• **Passage**:
###

I just loathe these people. I want to see them humiliated. 

We’re a week in to the campaign, and it’s clear that the 2017 election is going to be hell on toast. The polls show the Tories beating Labour in Scotland (for the first time in a generation) and Wales (for the first time in a century). The bookies put the chances of a Labour majority at around 20/1, odds that are striking mainly because they contain just one zero.

The only element of suspense in this election is whether Theresa May will win a big enough majority to keep Labour out of power for a decade, or one big enough to keep it out for an entire generation. In sum: if you’re on the left, this election will be awful.

But there was one bright spot, a deep well of Schadenfreude that I thought might get us through: the campaign would provide plentiful opportunities to watch the people who got us into this mess be humiliatingly rejected by the electorate yet again.

###

According to the passage on the 2017 election, what odds do the bookies give on a Labour majority? The records come from a different source than the passage.

###

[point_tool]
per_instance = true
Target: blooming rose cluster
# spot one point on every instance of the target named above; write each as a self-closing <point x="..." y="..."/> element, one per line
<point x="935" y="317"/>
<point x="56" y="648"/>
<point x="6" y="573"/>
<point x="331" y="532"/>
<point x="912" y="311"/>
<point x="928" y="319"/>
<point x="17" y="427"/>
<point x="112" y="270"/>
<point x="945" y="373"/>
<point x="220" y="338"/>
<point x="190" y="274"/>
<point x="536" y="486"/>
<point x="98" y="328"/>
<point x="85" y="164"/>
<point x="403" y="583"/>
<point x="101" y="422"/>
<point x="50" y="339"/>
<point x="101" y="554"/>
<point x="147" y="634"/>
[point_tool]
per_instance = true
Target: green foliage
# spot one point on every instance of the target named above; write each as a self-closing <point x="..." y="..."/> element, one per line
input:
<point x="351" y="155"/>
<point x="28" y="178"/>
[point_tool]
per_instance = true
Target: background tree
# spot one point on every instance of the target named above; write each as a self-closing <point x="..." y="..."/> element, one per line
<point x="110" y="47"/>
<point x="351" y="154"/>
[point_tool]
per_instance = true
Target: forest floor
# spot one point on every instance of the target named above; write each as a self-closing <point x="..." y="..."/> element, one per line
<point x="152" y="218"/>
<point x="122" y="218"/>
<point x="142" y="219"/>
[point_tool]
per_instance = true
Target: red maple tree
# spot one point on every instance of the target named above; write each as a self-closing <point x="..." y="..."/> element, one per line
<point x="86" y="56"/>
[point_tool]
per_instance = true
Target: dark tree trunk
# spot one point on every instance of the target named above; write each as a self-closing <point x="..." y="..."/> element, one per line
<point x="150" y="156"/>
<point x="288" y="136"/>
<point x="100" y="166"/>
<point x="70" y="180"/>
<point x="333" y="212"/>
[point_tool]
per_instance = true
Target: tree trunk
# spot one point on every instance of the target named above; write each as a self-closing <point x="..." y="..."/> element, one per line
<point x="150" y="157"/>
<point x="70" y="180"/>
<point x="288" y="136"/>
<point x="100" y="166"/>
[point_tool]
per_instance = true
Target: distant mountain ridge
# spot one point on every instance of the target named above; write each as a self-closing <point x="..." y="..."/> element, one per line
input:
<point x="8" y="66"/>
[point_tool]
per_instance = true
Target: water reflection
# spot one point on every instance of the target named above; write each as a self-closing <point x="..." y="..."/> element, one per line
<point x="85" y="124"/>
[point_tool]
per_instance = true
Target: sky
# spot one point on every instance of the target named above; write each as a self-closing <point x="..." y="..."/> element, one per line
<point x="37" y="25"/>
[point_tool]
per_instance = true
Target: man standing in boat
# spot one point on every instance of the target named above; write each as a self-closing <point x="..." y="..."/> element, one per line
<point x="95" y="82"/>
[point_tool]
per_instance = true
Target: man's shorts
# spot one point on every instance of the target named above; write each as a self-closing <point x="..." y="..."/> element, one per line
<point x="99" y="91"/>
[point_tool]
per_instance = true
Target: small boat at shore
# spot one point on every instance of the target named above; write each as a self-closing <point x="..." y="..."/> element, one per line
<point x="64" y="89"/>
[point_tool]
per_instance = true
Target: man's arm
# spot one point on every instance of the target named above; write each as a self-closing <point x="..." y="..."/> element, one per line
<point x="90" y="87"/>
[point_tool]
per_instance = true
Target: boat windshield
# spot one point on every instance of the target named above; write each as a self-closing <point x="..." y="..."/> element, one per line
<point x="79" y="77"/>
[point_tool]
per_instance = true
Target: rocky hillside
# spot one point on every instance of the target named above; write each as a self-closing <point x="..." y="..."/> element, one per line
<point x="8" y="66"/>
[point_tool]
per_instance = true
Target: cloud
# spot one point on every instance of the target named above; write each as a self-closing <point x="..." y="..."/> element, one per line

###

• **The completed task**: Around 20/1.